## REQUIRED WORK
Retype every entry below without pictures.

*** Begin section ***

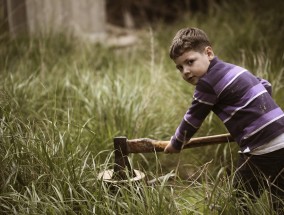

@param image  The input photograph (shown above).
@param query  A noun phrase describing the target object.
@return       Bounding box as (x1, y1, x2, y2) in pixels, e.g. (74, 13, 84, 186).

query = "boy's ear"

(205, 46, 214, 60)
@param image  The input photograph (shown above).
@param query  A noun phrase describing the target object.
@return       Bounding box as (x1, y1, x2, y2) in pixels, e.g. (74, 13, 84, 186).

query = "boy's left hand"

(164, 143, 181, 154)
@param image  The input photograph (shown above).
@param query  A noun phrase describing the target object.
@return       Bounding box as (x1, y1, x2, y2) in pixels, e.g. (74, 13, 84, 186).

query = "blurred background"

(0, 0, 284, 214)
(1, 0, 284, 186)
(1, 0, 217, 38)
(1, 0, 284, 189)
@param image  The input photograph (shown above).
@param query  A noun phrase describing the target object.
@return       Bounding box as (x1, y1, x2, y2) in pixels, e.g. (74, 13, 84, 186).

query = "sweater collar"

(207, 56, 219, 72)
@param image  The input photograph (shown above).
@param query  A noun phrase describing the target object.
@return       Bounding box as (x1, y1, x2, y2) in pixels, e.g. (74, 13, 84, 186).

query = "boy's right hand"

(164, 143, 181, 154)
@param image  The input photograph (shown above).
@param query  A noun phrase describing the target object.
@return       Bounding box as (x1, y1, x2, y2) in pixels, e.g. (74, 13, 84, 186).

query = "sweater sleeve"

(171, 83, 217, 150)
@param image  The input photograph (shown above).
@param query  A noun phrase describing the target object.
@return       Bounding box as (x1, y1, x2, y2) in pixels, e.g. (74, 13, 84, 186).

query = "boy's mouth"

(187, 76, 194, 82)
(183, 75, 198, 84)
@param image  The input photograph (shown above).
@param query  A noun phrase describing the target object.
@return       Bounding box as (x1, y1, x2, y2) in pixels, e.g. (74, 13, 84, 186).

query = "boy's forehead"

(175, 51, 199, 62)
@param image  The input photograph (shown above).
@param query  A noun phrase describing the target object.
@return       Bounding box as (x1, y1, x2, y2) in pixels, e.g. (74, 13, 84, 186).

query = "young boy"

(164, 27, 284, 212)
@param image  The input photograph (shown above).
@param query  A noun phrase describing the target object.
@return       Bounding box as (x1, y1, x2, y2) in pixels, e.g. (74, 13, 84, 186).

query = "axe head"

(113, 137, 136, 180)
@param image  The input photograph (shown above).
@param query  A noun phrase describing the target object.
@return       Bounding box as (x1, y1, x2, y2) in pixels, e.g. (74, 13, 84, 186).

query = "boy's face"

(174, 46, 214, 85)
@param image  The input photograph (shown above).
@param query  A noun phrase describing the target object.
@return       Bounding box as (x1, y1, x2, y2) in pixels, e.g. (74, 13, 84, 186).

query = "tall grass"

*** End section ***

## TASK RESPONSE
@param image  The input photograph (shown above).
@param query  A noun phrase describing the target object.
@return       Bounding box as (x1, y1, x2, y2) in pixels, e.g. (74, 13, 84, 186).

query = "boy's ear"

(205, 46, 214, 60)
@param image  The input photograph (shown above).
@param query  A noun phrase describing the target object.
@return       Bounding box as (x1, y1, x2, y2) in pixels, e.g. (74, 13, 84, 186).

query = "boy's left hand"

(164, 143, 181, 154)
@param image  The input photograph (shown above).
@param query  A noun phrase describing the target object.
@return       Bounding box as (x1, y1, x2, y2) in pixels, e.g. (74, 13, 84, 186).

query = "blurred background"

(0, 0, 284, 214)
(1, 0, 284, 186)
(1, 0, 217, 38)
(1, 0, 284, 189)
@param image  The input photograph (shown above).
@param query  A noun phrase describing the target object.
@return       Bounding box as (x1, y1, x2, y2) in pixels, e.g. (74, 13, 84, 186).

query = "sweater collar"

(207, 56, 219, 72)
@param image  The input photograph (shown above).
@param query  A noun phrase describing the target object.
@return       Bounding box as (x1, y1, x2, y2) in pixels, e.g. (74, 13, 84, 186).

query = "boy's right hand"

(164, 143, 181, 154)
@param image  The input photograph (shown above).
@param query  A noun phrase describing the target object.
@return       Bounding box as (x1, y1, x2, y2) in pixels, e.g. (74, 13, 84, 186).

query = "sweater sleeve"

(171, 83, 217, 150)
@param image  The input photograph (shown above).
@param query  A noun phrase describing the target object.
@return       Bounding box as (x1, y1, x2, y2) in pixels, e.g. (74, 13, 84, 186).

query = "boy's mouth"

(187, 76, 194, 82)
(183, 75, 198, 84)
@param image  The input photograph (shown above).
@param query  A noun phrase describing the target object.
@return       Bounding box as (x1, y1, x2, y2) in pixels, e.g. (74, 13, 84, 186).

query = "boy's forehead"

(175, 51, 199, 62)
@param image  The input photograph (shown above).
@param query  A noun phrase describing the target object.
@return       Bounding box as (x1, y1, x2, y2) in pixels, e.g. (74, 13, 84, 186).

query = "young boy"

(164, 27, 284, 212)
@param image  The input photograph (shown above).
@param query  A noun phrase describing the target object.
@return       Bounding box as (x1, y1, x2, y2) in pixels, e.g. (74, 13, 84, 186).

query = "axe head"

(113, 137, 136, 180)
@param image  The input photograph (shown above).
@param query  A noun phrase describing the target object.
@return       Bounding box as (x1, y1, x2, y2) in pixels, e.g. (74, 13, 84, 186).

query = "boy's face"

(174, 46, 214, 85)
@param image  The input photograph (shown above).
@param query  A noun phrase describing the target object.
@return       Bounding box as (x1, y1, x2, y2) in pixels, e.g. (74, 13, 84, 186).

query = "tall grass"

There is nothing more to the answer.